### Text shown
########################################

2. The process according to claim 1, wherein the textile can be in
a raw state or a manufactured product.
3. The process according to claim 1, wherein the textile can be
from the group consisting of nylon, polyester, elasthane and other
woven fabrics.
4. The process according to claim 1, wherein the film can, chosen
from a blend of acrylic and polyurethane to adjust the rigidity and
strength of the textile.
5. The process according to claim 1, wherein the adhesive can be a
thermal adhesive, a hot melt adhesive, a pressure sensitive
adhesive, or any type that provides a secure adhesion.
6. The process according to claim 1, wherein the layered film and
adhesive can be die cut, embossed or laser sliced to match the
selected area of the textile.
7. The process according to claim 1, wherein at least one side of
the film is printable and can be used for branding.
8. A process for strengthening a select area of a textile,
comprising: a textile, at least one sheet of polymer film having
two sides, and at least one sheet of nonsolvent adhesive; said
process comprising the steps of: forming a laminate by roller
laminating the film to the adhesive, forming a preform by trimming
the laminate to match the size and shape of at least one selected
area of the textile, placing the preform on the corresponding
selected area of the textile, and laminating the preform and the
textile in a heat press set at 130 degrees Celsius for 30
seconds.
9. The process according to claim 8, wherein the textile can be in
a raw state or a manufactured product.
10. The process according to claim 8, wherein the textile can be
from the group consisting of nylon, polyester, elasthane and other
woven fabrics.
11. The process according to claim 8, wherein the film can be
chosen from a blend of acrylic and polyurethane to adjust the
rigidity and strength of the textile.
12. The process according to claim 8, wherein the adhesive can be a
thermal adhesive, a hot melt adhesive, a pressure sensitive
adhesive, or any type that provides a secure adhesion.
13. The process according to claim 8, wherein the layered film and
adhesive can be die cut, embossed or laser sliced to match the
selected area of the textile.
14. The process according to claim 8, wherein at least one side of
the film is printable and can be used for branding.
15. A process for strengthening a select area of a textile,
comprising: a textile, and a laminate; said process comprising the
steps of: trimming the laminate to match the size and shape of at
least one selected area of the textile, laying the laminate on the
corresponding selected area of the textile in a heat press set at
130 degrees Celsius for 30 seconds.
16. The process according to claim 15, wherein the textile can be
in a raw state or a manufactured product.
17. The process according to claim 15, wherein the textile can be
from the group consisting of nylon, polyester, elasthane and other
woven fabrics.
18. The process according to claim 15, wherein the laminate can be
a cured nonsolvent adhesive.
19. The process according to claim 15, wherein the laminate can be
a polymer film laminated to a nonsolvent adhesive.
20. The laminate according to claim 19, wherein the polymer film
can be chosen from a blend of acrylic and polyurethane to adjust
the rigidity and strength of the textile.

########################################

### Entries
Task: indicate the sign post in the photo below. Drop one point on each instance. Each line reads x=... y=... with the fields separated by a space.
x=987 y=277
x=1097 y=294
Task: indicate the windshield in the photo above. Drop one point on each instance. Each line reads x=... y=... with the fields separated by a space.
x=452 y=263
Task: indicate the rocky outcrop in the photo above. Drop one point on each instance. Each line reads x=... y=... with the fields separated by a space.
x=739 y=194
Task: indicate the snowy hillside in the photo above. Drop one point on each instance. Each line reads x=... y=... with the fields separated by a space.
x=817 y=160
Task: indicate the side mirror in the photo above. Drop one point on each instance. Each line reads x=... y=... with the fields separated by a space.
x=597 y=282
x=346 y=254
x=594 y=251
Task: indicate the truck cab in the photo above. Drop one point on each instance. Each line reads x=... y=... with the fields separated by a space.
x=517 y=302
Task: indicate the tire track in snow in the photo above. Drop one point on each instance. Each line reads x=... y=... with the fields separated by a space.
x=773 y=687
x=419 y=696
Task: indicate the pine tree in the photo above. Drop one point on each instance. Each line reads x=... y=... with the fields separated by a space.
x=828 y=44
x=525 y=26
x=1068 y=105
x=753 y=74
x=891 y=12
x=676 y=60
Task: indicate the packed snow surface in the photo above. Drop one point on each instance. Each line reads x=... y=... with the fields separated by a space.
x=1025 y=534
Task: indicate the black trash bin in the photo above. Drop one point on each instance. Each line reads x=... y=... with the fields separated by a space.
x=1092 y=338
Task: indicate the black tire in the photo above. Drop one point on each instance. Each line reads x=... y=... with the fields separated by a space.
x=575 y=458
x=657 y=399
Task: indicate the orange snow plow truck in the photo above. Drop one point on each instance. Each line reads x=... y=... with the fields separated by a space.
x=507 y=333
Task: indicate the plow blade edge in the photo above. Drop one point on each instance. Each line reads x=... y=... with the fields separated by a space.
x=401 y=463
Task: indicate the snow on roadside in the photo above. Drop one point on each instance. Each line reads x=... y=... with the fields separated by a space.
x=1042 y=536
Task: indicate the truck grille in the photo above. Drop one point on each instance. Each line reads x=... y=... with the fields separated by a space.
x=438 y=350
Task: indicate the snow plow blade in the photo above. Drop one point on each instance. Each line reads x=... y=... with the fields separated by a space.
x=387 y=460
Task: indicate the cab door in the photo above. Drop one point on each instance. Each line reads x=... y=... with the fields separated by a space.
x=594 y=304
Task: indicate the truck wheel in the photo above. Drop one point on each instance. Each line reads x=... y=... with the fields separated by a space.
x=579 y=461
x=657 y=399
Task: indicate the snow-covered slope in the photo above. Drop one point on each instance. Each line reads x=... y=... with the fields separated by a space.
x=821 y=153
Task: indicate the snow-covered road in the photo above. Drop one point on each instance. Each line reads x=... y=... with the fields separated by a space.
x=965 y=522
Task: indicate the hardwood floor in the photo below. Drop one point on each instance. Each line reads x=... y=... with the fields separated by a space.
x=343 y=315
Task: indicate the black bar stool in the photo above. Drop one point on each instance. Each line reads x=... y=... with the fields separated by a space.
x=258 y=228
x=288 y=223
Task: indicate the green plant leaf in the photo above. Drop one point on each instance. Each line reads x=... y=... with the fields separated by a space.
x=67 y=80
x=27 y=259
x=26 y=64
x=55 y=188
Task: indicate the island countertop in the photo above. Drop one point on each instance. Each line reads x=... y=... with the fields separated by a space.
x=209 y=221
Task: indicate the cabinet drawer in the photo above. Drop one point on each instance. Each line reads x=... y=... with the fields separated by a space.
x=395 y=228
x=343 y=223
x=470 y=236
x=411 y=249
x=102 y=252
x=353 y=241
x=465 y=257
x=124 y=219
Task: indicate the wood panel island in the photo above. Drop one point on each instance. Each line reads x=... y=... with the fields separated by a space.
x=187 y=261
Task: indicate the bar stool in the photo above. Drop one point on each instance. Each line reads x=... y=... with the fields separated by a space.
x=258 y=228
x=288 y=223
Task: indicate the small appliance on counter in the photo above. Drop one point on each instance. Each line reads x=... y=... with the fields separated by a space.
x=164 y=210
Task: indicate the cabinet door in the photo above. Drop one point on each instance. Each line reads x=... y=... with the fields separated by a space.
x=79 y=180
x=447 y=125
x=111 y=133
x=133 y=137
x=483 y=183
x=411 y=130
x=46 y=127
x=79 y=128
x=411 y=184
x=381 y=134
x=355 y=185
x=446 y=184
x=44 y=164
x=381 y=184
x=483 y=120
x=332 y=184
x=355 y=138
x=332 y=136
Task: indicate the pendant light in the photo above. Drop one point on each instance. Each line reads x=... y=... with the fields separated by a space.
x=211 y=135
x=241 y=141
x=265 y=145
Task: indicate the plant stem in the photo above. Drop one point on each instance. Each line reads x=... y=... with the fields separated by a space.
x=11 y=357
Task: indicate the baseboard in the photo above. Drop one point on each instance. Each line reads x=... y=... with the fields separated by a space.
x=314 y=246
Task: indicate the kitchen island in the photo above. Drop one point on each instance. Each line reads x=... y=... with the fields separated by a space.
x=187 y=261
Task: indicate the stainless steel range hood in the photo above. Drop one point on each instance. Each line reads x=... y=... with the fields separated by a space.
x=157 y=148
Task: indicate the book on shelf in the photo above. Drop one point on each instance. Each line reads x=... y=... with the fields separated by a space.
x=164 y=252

########################################

### What to do
Copy the patent claims text again, starting at "12. The process" and ending at "for 30 seconds.", and rename "textile" as "fabric" throughout that part.

### Written response
12. The process according to claim 8, wherein the adhesive can be a
thermal adhesive, a hot melt adhesive, a pressure sensitive
adhesive, or any type that provides a secure adhesion.
13. The process according to claim 8, wherein the layered film and
adhesive can be die cut, embossed or laser sliced to match the
selected area of the fabric.
14. The process according to claim 8, wherein at least one side of
the film is printable and can be used for branding.
15. A process for strengthening a select area of a fabric,
comprising: a fabric, and a laminate; said process comprising the
steps of: trimming the laminate to match the size and shape of at
least one selected area of the fabric, laying the laminate on the
corresponding selected area of the fabric in a heat press set at
130 degrees Celsius for 30 seconds.